- Challenge
Show each line from the listing below that contains the string "shorts".

- Data records
==========

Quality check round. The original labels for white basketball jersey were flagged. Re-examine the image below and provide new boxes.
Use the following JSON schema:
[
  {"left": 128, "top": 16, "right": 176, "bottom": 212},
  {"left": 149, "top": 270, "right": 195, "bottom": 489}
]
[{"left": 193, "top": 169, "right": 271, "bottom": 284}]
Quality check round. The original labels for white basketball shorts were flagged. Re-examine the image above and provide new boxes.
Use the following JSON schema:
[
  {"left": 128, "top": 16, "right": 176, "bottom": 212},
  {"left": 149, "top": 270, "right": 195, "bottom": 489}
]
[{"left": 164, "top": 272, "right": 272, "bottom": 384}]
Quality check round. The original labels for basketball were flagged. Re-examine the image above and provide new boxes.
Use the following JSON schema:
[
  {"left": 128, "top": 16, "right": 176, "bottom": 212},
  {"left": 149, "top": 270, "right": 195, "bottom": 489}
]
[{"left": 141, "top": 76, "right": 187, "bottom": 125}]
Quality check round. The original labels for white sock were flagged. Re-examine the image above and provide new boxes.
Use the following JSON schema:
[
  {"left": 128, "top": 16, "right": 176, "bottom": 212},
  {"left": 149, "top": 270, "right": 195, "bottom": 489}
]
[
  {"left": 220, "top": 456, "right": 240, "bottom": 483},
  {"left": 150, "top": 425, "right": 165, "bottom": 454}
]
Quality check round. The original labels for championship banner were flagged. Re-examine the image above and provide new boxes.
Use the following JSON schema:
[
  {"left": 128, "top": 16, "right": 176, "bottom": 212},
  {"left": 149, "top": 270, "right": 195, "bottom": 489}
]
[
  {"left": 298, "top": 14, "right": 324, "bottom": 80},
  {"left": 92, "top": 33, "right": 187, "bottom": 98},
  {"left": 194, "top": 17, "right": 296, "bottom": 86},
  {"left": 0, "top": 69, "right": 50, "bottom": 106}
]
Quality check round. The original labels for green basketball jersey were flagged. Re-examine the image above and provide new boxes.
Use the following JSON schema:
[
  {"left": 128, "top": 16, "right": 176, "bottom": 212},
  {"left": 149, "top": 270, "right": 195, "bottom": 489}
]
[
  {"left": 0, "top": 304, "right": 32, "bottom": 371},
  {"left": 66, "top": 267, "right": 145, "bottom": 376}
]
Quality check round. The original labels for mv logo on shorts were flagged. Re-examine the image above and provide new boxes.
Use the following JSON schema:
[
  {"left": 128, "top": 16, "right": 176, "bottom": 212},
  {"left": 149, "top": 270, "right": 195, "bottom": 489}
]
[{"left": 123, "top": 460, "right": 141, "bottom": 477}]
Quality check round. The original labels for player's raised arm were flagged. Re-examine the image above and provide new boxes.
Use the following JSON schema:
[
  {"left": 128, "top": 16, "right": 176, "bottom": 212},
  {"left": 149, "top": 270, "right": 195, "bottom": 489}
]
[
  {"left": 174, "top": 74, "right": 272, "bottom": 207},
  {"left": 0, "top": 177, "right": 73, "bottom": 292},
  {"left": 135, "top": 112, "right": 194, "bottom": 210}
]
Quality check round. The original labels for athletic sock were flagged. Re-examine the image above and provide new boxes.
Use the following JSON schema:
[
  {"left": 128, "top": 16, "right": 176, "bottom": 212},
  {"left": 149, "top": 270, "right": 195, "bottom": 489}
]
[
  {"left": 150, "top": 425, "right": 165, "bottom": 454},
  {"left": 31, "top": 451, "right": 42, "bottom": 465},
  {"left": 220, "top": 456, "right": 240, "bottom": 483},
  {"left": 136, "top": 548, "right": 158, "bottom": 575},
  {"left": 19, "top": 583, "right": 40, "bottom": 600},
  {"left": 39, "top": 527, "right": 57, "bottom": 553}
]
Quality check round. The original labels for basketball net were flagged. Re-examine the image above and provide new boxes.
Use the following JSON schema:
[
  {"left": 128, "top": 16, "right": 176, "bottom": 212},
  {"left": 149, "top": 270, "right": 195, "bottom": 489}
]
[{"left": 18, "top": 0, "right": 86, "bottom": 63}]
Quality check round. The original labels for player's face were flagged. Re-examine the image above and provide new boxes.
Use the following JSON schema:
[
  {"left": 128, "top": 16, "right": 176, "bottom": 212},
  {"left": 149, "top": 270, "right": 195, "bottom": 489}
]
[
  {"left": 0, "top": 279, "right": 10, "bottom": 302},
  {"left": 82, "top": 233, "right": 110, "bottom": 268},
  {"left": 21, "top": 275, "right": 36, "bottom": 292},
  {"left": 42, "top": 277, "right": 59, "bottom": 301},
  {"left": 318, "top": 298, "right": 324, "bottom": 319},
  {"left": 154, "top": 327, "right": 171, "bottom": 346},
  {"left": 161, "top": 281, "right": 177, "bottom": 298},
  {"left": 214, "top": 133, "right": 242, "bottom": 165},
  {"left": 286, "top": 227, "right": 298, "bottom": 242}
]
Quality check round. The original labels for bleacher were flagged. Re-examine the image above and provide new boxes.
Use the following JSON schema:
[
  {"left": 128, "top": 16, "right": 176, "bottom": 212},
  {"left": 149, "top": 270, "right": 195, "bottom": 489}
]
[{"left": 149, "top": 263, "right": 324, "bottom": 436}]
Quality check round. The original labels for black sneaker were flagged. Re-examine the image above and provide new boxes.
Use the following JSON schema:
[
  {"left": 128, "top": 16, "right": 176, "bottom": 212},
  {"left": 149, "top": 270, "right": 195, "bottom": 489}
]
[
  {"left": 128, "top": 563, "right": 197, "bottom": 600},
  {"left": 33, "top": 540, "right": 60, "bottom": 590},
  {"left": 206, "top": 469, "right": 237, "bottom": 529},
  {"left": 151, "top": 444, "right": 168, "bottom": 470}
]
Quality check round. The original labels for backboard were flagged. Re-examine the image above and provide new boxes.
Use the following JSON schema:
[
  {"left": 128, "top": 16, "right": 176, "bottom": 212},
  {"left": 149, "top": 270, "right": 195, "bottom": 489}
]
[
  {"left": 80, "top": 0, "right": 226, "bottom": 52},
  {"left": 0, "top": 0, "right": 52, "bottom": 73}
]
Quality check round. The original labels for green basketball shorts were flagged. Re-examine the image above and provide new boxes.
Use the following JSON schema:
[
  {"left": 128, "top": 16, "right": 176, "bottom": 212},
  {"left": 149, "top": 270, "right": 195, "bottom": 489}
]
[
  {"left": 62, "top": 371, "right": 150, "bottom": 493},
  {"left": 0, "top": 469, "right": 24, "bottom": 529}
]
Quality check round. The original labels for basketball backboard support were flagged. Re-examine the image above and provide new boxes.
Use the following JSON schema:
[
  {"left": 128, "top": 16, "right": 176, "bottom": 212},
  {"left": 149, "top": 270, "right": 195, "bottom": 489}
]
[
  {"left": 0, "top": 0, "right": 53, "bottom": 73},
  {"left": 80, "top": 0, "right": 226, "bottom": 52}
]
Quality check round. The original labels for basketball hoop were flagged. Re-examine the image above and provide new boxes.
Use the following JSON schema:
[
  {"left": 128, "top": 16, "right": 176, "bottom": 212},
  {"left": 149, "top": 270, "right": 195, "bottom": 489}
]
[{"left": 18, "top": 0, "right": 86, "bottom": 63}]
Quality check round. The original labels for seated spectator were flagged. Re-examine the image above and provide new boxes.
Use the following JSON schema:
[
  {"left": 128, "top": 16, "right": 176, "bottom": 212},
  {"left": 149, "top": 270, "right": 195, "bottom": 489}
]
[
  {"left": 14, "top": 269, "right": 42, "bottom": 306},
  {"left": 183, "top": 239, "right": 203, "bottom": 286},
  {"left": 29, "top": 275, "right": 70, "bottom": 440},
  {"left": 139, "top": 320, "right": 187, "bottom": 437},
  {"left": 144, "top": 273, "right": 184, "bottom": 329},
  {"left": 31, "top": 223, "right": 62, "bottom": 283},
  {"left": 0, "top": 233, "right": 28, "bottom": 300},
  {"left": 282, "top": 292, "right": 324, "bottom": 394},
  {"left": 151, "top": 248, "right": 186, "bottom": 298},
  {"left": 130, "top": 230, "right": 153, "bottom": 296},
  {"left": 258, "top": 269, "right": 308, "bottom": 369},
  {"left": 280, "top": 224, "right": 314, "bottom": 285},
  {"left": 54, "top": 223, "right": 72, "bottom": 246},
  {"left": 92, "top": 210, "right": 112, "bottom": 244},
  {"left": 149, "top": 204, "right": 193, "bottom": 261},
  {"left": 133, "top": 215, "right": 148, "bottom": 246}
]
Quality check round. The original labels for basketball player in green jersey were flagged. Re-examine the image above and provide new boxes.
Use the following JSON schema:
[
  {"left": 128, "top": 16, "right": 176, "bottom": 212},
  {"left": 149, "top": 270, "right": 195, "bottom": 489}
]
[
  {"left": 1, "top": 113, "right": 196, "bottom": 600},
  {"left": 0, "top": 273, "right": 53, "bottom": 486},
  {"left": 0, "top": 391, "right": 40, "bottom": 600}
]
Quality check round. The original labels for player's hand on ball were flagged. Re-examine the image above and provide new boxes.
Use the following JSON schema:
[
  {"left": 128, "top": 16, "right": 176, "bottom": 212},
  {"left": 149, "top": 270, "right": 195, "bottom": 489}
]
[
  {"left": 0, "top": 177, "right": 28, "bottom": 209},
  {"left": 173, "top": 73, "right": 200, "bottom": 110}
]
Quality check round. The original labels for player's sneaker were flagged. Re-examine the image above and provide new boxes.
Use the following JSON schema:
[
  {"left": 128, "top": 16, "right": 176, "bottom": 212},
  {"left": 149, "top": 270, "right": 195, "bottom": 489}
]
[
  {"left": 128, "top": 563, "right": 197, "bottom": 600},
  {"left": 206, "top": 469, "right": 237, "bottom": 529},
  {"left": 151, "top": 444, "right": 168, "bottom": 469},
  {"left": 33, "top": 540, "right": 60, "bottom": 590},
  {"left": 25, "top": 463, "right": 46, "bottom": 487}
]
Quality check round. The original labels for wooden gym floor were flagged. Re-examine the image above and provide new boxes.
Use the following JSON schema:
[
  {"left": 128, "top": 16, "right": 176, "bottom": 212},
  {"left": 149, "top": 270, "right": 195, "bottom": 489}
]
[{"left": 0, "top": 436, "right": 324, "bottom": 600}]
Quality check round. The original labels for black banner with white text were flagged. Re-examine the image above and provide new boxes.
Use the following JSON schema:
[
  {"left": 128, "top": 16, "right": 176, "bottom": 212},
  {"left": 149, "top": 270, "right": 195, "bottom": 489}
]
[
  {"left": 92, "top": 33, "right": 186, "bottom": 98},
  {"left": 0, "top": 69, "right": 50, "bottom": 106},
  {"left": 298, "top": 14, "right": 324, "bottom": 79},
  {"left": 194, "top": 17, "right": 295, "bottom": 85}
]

==========

- Exercise result
Quality check round. The original labels for white basketball shorts were flagged. Re-examine the image above and provide new boxes.
Quality check round. The original labels for mv logo on shorts were flagged. Re-examine the image above and provide new boxes.
Quality check round. The original labels for green basketball shorts were flagged. Re-examine the image above and provide new boxes.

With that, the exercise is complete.